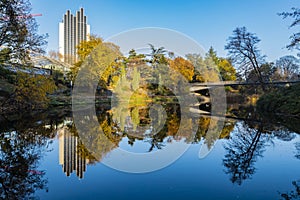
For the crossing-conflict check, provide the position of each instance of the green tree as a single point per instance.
(18, 30)
(83, 50)
(226, 70)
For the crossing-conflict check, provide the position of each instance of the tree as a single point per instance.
(295, 38)
(183, 66)
(243, 50)
(18, 30)
(288, 67)
(227, 71)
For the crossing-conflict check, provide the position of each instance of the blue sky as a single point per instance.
(209, 22)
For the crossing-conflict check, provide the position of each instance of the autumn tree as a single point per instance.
(83, 50)
(288, 67)
(243, 50)
(18, 30)
(183, 66)
(226, 70)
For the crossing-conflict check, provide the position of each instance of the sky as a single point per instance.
(208, 22)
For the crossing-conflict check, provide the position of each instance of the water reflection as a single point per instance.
(23, 142)
(242, 151)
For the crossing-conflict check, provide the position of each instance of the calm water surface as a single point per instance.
(43, 157)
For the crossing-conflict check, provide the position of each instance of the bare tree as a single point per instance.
(243, 50)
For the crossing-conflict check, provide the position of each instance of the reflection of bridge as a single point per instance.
(203, 106)
(208, 85)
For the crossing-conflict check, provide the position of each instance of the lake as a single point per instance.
(132, 154)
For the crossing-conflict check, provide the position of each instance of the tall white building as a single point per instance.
(72, 30)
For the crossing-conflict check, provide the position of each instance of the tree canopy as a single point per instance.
(18, 31)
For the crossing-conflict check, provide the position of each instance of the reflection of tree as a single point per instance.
(242, 151)
(21, 146)
(293, 194)
(297, 145)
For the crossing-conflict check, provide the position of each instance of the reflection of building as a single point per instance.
(72, 31)
(69, 153)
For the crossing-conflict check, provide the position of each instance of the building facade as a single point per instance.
(72, 31)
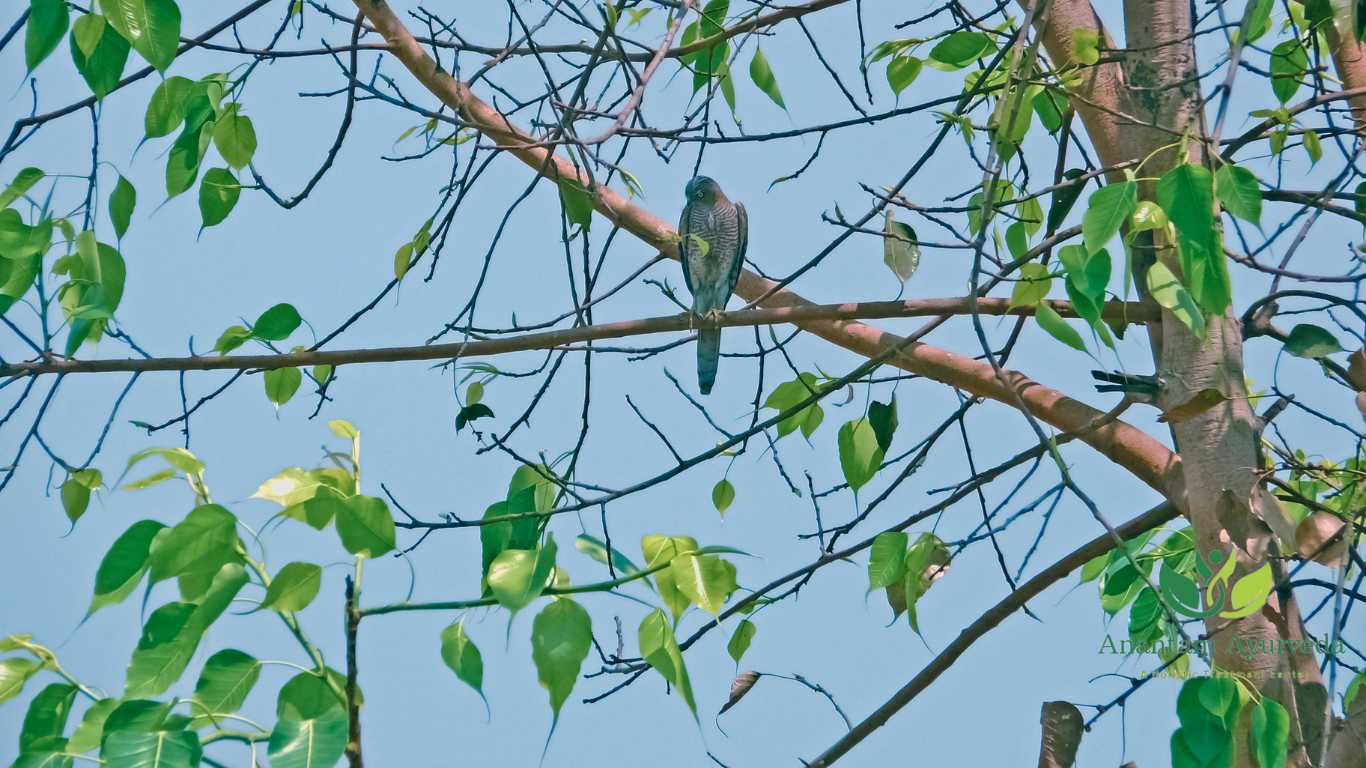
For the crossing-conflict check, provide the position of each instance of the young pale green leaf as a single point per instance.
(293, 588)
(224, 683)
(1051, 105)
(201, 543)
(75, 499)
(578, 202)
(231, 338)
(168, 104)
(310, 697)
(741, 640)
(1257, 19)
(90, 730)
(660, 550)
(1169, 294)
(104, 69)
(366, 526)
(705, 580)
(282, 383)
(1030, 215)
(14, 673)
(959, 49)
(47, 716)
(900, 248)
(235, 137)
(598, 551)
(1064, 198)
(152, 26)
(174, 630)
(1056, 327)
(1238, 192)
(122, 202)
(1312, 342)
(723, 495)
(22, 182)
(1088, 273)
(660, 649)
(887, 559)
(902, 71)
(163, 652)
(462, 656)
(1016, 241)
(787, 395)
(88, 30)
(562, 636)
(48, 22)
(762, 75)
(276, 323)
(219, 193)
(308, 744)
(185, 157)
(517, 577)
(152, 749)
(859, 455)
(123, 565)
(1086, 47)
(471, 413)
(1033, 284)
(1146, 216)
(1288, 66)
(1107, 211)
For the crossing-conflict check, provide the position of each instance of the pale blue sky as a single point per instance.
(331, 254)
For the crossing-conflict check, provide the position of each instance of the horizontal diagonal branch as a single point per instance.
(1118, 312)
(1124, 444)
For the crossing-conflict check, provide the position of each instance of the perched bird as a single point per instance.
(713, 234)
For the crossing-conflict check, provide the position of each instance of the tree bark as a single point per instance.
(1122, 443)
(1133, 110)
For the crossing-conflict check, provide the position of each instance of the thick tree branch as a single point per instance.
(1130, 447)
(1115, 312)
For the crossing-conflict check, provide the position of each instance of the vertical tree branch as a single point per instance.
(353, 700)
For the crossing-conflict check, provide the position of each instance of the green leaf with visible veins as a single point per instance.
(741, 640)
(104, 69)
(462, 656)
(152, 26)
(859, 454)
(293, 588)
(308, 744)
(1109, 207)
(48, 22)
(152, 749)
(660, 649)
(562, 634)
(219, 193)
(366, 526)
(226, 681)
(123, 565)
(1238, 192)
(705, 580)
(518, 577)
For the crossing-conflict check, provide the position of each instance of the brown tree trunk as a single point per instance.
(1133, 110)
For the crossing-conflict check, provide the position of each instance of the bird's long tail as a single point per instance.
(708, 355)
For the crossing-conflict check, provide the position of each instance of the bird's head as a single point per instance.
(702, 189)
------------------------
§ **WHAT YOU NEED TO DO**: Give back every entry in its exact wording, leaving the pictures out.

§ **EXERCISE SOLUTION**:
For the crossing-conflict check, provide the position of each instance of the green tree as a single point per instance.
(18, 30)
(83, 50)
(226, 70)
For the crossing-conflict check, provide the position of each instance of the tree as a single point per instance.
(295, 38)
(183, 66)
(243, 50)
(18, 30)
(288, 67)
(227, 71)
For the crossing-conflict check, provide the position of each instance of the blue sky as a single point per instance.
(209, 22)
For the crossing-conflict check, provide the position of each instance of the autumn tree as a single point per instance.
(83, 50)
(288, 67)
(243, 50)
(18, 30)
(183, 66)
(226, 70)
For the crossing-conflict check, provide the position of each instance of the sky as a single point per instance.
(208, 22)
For the crossing-conflict check, provide the position of each instance of the water reflection as a single point per instance.
(23, 142)
(242, 151)
For the crossing-conflict check, provide the position of each instance of the calm water surface as a single point per instance.
(43, 157)
For the crossing-conflict check, provide the position of each instance of the bare tree as a single point per instance.
(243, 50)
For the crossing-conflict check, provide the position of each instance of the reflection of bridge as a single point per instance.
(203, 106)
(208, 85)
For the crossing-conflict check, provide the position of each instance of the lake as a single point per instance.
(132, 154)
For the crossing-conflict check, provide the position of each instance of the tall white building as a single point per instance.
(72, 30)
For the crossing-conflict check, provide the position of each instance of the tree canopy as a single point per instance.
(18, 31)
For the crossing-conflict check, provide the position of each instance of the reflection of tree as a single point per instance.
(242, 151)
(21, 146)
(293, 194)
(297, 145)
For the crossing-conflict check, provide the position of each instance of the reflection of building as a single point per instance.
(72, 31)
(69, 153)
For the crossing-conflict check, provide the position of each instance of the building facade as a single point per instance.
(72, 31)
For the crossing-conflict check, provide the position of each instance of the young pale green leaf as a single point per instance.
(293, 588)
(224, 683)
(1051, 105)
(201, 543)
(75, 499)
(578, 202)
(231, 338)
(168, 104)
(310, 697)
(741, 640)
(1257, 19)
(90, 730)
(660, 550)
(1169, 294)
(104, 69)
(366, 526)
(705, 580)
(282, 383)
(1030, 215)
(14, 673)
(959, 49)
(47, 716)
(900, 248)
(235, 137)
(598, 551)
(1064, 198)
(152, 26)
(174, 630)
(1056, 327)
(1238, 192)
(122, 202)
(1312, 342)
(723, 495)
(22, 182)
(1088, 273)
(660, 649)
(887, 559)
(902, 71)
(163, 652)
(462, 656)
(1016, 241)
(787, 395)
(88, 30)
(562, 636)
(48, 22)
(762, 75)
(276, 323)
(219, 193)
(308, 744)
(185, 157)
(517, 577)
(152, 749)
(859, 455)
(123, 565)
(1086, 47)
(471, 413)
(1033, 284)
(1146, 216)
(1288, 66)
(1107, 211)
For the crossing-conflict check, provide the position of each instance of the pale blue sky as a single point per instance.
(331, 254)
For the crossing-conflict check, provide the position of each instance of the horizontal diagonal branch as a single point per instance.
(1118, 312)
(1124, 444)
For the crossing-conflict check, provide the position of each instance of the perched bird as a single point per instance.
(713, 234)
For the crossing-conflict check, provide the position of each instance of the tree bark as a single point per instance.
(1122, 443)
(1133, 110)
For the crossing-conflict check, provide the position of each instance of the thick tree branch as a single point per instance.
(1130, 447)
(1115, 312)
For the crossing-conflict check, provide the position of each instance of the vertical tree branch as a single point per instance.
(353, 700)
For the crossing-conflict check, provide the position of each instance of the green leaf with visible veins as a single point per instance.
(741, 640)
(104, 69)
(462, 656)
(152, 26)
(859, 454)
(293, 588)
(308, 744)
(1109, 207)
(48, 22)
(152, 749)
(660, 649)
(562, 634)
(219, 193)
(366, 526)
(226, 681)
(123, 565)
(1238, 192)
(705, 580)
(518, 577)
For the crossing-conflict check, provide the position of each instance of the brown tree trunk as a single point per instance.
(1133, 110)
For the crossing-conflict check, provide the position of each instance of the bird's long tail as a single point per instance.
(708, 355)
For the crossing-conflict check, provide the position of each instance of the bird's head as a single point per instance.
(702, 189)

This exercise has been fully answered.